And I was told there were going to be two matches — a 60-minute game for the young, fit footballers and a 20-minute one for the old punk rock casualties. I’ll be fine, I thought. 
 
But all the old punk rock casualties chickened out apart from me, it was decided that there would be one 90-minute game, and I ended up playing 45 minutes on a full size pitch against far better footballers mostly less than half my age. And I absolutely loved it, playing right back, running around happily and occasionally lunging at the ball.  

I came off feeling fine, had some lovely reunions with old friends from Cherry Red and got the train home to a relieved wife. 
 
But in the middle of the night I woke to two Achilles tendons on fire, quenched to an extent with Deep Heat. The next day I was immobile. Today I am much better, but in political terms I’m a trainspotter. Collecting numbers.
 
Hoping for more successes here after Robina’s 20 per cent swing a year ago, and rooting for Worthing, where by the time you read this Labour should have taken control of the council for the first time in history. God’s Little Waiting Room no longer! Worthing is HIP, with a fine bunch of vibrant activists ready to charge into the 21st century.

To finish, a mention for the incredibly prolific radical songwriter and all-round hero Joe Solo’s latest album, Never Let Them Win. I’ve known Joe for a fair while now and his songwriting just gets better and better: he writes northern soul on an acoustic guitar, and his perceptive, heartfelt and above all supremely intelligent words shine in every song.

## Exercise prompt
Output the full source text above verbatim, with no changes.

[Dataset excerpts on object pointing]
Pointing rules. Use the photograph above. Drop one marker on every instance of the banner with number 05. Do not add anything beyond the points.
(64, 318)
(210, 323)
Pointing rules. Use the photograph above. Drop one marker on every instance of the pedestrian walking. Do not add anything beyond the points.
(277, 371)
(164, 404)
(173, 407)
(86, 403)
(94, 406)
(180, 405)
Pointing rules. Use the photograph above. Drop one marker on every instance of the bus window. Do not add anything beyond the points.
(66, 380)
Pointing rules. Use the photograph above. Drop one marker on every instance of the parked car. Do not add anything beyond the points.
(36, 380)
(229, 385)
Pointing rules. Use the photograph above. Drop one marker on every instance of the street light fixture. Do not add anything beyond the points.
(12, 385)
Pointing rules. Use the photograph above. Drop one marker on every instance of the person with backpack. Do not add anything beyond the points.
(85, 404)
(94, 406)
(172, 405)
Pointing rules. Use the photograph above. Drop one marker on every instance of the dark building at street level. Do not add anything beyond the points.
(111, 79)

## Solution for this problem
And I was told there were going to be two matches — a 60-minute game for the young, fit footballers and a 20-minute one for the old punk rock casualties. I’ll be fine, I thought. 
 
But all the old punk rock casualties chickened out apart from me, it was decided that there would be one 90-minute game, and I ended up playing 45 minutes on a full size pitch against far better footballers mostly less than half my age. And I absolutely loved it, playing right back, running around happily and occasionally lunging at the ball.  

I came off feeling fine, had some lovely reunions with old friends from Cherry Red and got the train home to a relieved wife. 
 
But in the middle of the night I woke to two Achilles tendons on fire, quenched to an extent with Deep Heat. The next day I was immobile. Today I am much better, but in political terms I’m a trainspotter. Collecting numbers.
 
Hoping for more successes here after Robina’s 20 per cent swing a year ago, and rooting for Worthing, where by the time you read this Labour should have taken control of the council for the first time in history. God’s Little Waiting Room no longer! Worthing is HIP, with a fine bunch of vibrant activists ready to charge into the 21st century.

To finish, a mention for the incredibly prolific radical songwriter and all-round hero Joe Solo’s latest album, Never Let Them Win. I’ve known Joe for a fair while now and his songwriting just gets better and better: he writes northern soul on an acoustic guitar, and his perceptive, heartfelt and above all supremely intelligent words shine in every song.